* [Task set]
a) Summarize the fuel tank cap claims in two sentences.
b) Return the fuel tank cap claims word for word, everything from "2. The cap of" down to "with said valve.".

* [Text passage]
The terms and expressions which have been used in this specification are intended to describe the invention, not limit it. The scope of the invention is defined and limited only by the following claims.

Claims

What is claimed is:

1. A cap for a fuel tank adapted to minimize fuel atomization during filling of said fuel tank, said fuel tank having a bottom, and said cap comprising:

a) a cap structure defining a fuel carrying passage;

b) a valve capable of selectively sealing said passage; and

c) a downtube in fluid communication with said fuel carrying passage and extending from said cap structure to substantially said bottom of said fuel tank.

2. The cap of said claim 1 wherein said cap structure further defines one or more vapor carrying passages adapted to allow fuel vapor to leave a fuel receiving tank during fueling.

3. The cap of claim 1 wherein said valve is a piston valve.

4. The cap of claim 1, further comprising a member removably affixed to said cap structure, wherein said valve is mounted on said member.

5. The cap structure of claim 4 wherein said member is threaded.

6. The cap of claim 4, further comprising a gasket associated with said valve, said gasket being accessible via the removal of said member from said cap structure.

7. The cap of claim 1 wherein said cap structure defines an annular member adapted to interlock with a fuel dispensing nozzle.

8. The cap of claim 1 wherein said valve is adapted to be selectively operated upon the engagement of a fuel dispensing nozzle with said valve.

9. The cap of claim 2 wherein each said one or more vapor carrying passages is associated with a siphon tube.

Collected data entries:
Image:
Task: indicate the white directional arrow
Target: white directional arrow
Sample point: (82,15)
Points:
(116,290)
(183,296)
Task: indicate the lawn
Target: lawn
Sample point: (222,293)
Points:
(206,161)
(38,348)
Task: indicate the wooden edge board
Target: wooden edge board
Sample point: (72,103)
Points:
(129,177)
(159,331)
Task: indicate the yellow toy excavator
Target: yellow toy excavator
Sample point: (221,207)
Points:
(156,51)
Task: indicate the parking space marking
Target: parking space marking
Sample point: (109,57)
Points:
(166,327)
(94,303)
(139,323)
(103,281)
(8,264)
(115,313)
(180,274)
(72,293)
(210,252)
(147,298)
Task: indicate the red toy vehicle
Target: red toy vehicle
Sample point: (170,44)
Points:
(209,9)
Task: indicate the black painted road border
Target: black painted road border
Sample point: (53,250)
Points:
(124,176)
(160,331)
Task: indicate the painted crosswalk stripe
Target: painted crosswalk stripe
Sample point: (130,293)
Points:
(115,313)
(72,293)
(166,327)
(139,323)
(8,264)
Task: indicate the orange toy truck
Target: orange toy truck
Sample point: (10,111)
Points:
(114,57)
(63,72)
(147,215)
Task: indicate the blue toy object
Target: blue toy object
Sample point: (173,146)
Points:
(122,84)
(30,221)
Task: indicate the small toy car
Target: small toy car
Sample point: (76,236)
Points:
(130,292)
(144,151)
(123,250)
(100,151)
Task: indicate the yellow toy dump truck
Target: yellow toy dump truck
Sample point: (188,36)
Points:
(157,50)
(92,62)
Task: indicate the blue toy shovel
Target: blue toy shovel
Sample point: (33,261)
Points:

* [Replies]
a) The claims define a fuel tank cap meant to minimize fuel atomization during filling, made up of a cap structure with a fuel carrying passage, a valve that can seal that passage, and a downtube running from the cap structure to substantially the bottom of the tank. Further claims add vapor carrying passages, each of which may have a siphon tube, as well as a piston valve, a removable threaded member carrying the valve with a gasket reached by removing it, an annular member that interlocks with a fuel dispensing nozzle, and a valve operated when the nozzle engages it.

b)
2. The cap of said claim 1 wherein said cap structure further defines one or more vapor carrying passages adapted to allow fuel vapor to leave a fuel receiving tank during fueling.

3. The cap of claim 1 wherein said valve is a piston valve.

4. The cap of claim 1, further comprising a member removably affixed to said cap structure, wherein said valve is mounted on said member.

5. The cap structure of claim 4 wherein said member is threaded.

6. The cap of claim 4, further comprising a gasket associated with said valve, said gasket being accessible via the removal of said member from said cap structure.

7. The cap of claim 1 wherein said cap structure defines an annular member adapted to interlock with a fuel dispensing nozzle.

8. The cap of claim 1 wherein said valve is adapted to be selectively operated upon the engagement of a fuel dispensing nozzle with said valve.